Segmentation data
◆ ◆ ◆ ◆ ◆

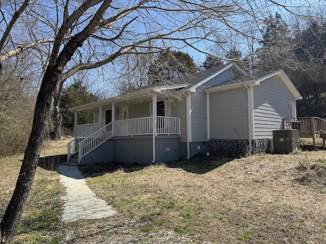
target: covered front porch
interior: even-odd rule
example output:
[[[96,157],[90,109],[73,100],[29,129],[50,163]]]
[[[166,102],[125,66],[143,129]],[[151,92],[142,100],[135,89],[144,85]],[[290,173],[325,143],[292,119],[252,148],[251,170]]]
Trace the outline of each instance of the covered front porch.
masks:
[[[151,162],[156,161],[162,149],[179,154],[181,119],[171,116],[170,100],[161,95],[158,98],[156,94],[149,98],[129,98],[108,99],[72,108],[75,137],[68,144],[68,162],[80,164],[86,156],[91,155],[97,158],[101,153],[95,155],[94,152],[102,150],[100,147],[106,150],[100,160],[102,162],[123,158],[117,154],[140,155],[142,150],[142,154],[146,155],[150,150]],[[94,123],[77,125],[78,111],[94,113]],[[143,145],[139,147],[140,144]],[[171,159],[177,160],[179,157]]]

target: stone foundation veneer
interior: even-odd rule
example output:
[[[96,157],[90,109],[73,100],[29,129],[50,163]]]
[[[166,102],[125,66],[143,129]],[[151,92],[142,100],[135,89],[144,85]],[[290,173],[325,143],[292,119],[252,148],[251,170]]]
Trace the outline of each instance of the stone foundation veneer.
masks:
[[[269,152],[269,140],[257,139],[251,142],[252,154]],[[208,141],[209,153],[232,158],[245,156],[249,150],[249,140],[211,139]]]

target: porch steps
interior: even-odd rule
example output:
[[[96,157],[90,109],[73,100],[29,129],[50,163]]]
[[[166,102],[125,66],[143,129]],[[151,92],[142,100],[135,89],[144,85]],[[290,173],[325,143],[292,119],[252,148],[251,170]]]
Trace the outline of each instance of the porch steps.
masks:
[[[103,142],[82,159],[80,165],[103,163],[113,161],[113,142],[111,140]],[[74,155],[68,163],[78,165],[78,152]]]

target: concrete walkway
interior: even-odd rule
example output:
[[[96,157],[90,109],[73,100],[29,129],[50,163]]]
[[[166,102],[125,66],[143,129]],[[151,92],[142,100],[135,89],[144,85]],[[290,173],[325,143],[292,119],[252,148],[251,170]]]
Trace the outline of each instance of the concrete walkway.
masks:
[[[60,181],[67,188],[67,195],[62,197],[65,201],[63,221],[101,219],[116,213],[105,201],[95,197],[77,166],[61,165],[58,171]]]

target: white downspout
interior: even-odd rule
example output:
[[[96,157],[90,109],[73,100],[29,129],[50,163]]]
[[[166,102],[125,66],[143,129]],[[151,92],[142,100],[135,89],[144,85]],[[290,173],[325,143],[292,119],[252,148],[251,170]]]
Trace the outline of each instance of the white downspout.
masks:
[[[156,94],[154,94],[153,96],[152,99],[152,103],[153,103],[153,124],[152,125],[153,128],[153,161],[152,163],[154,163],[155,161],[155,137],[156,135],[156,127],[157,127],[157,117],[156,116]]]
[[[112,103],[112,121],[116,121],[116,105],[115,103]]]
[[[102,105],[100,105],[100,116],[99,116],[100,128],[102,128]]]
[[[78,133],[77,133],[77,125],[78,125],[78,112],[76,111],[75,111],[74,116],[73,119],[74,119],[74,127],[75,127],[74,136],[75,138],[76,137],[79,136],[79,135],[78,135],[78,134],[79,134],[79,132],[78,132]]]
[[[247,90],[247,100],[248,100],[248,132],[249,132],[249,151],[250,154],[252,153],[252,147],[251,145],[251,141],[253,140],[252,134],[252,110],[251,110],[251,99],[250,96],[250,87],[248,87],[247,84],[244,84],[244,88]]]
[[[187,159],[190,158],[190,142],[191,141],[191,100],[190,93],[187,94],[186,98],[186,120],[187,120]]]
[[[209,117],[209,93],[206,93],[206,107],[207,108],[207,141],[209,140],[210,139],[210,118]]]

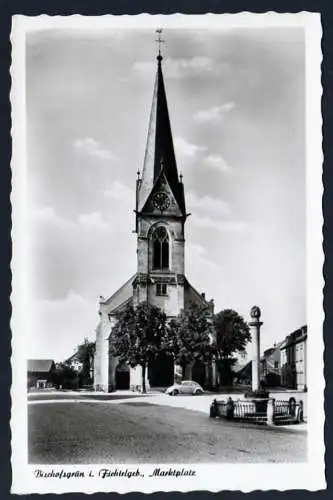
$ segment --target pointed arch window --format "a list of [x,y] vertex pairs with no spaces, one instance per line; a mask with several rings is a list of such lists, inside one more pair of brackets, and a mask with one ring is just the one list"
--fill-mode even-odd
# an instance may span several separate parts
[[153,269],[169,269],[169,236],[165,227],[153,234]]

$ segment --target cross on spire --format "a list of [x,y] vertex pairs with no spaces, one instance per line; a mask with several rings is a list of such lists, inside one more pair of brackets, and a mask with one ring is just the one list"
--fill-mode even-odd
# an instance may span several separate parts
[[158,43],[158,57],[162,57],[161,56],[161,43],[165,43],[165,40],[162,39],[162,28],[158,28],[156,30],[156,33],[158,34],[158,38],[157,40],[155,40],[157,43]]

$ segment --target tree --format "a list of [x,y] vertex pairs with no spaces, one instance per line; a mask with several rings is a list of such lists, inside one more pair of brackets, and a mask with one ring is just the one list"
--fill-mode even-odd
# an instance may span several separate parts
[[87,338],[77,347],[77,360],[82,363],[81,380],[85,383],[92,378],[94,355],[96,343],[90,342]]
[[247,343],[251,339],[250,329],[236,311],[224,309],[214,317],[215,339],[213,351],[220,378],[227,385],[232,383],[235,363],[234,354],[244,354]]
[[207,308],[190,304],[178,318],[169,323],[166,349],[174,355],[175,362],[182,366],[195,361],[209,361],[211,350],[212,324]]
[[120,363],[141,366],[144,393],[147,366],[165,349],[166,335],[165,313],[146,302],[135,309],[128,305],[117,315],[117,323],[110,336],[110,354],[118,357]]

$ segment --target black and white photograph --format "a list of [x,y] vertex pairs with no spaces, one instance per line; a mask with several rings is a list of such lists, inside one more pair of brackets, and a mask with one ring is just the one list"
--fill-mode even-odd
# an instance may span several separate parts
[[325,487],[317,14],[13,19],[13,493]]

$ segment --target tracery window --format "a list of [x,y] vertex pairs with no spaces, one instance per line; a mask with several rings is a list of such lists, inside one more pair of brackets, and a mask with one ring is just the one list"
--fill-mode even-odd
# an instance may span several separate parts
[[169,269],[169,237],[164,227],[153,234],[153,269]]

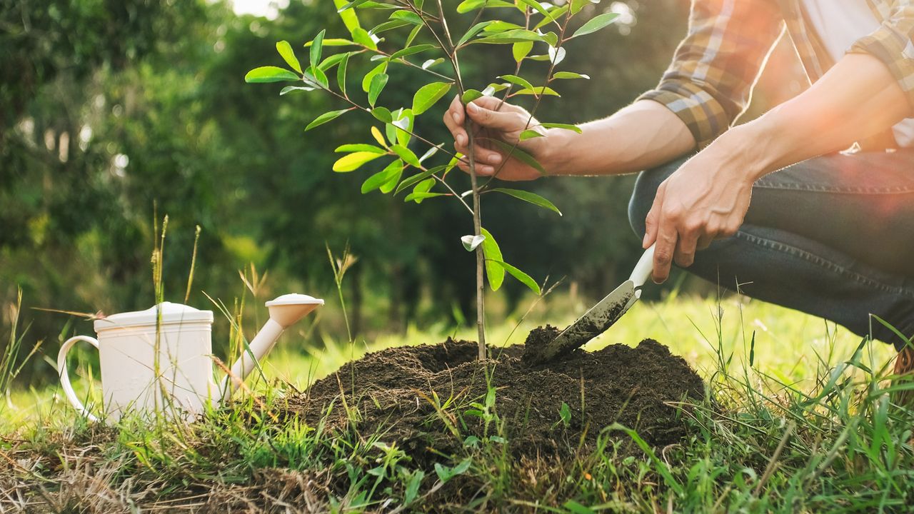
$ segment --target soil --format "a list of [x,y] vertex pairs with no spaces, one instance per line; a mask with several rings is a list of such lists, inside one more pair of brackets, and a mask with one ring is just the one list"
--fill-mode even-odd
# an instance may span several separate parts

◆ ◆ ◆ ◆ ◆

### Task details
Rewrite the records from the line containing "segment --target black" through the end of the records, replacing "separate parts" with "disconnected parts" and changing nothing else. Omit the pictures from the answer.

### Response for this exercise
$ segment --target black and white photograph --format "a list of [x,y] vertex pairs with no spaces, one instance per line; a mask with several rings is a list of such lists, inside one more pair of brackets, and a mask with one ring is just the one list"
--fill-mode even-odd
# an instance may span several disconnected parts
[[325,487],[317,14],[13,19],[13,493]]

$ segment --target tracery window --format "a list of [x,y] vertex pairs with no spaces, one instance per line; a mask with several rings is a list of such lists, inside one more pair of brackets, and a mask with one ring is just the one list"
--fill-mode even-odd
# an instance may span several disconnected parts
[[169,269],[169,237],[164,227],[153,234],[153,269]]

$ segment --target soil --format "a list of [x,y] vertex pairs with no spaces, one instance per line; a mask with several rings is a list of such lists, inside one more pair of brackets, and a mask with one ring is just the one list"
--fill-mode even-odd
# an instance may span several disconnected parts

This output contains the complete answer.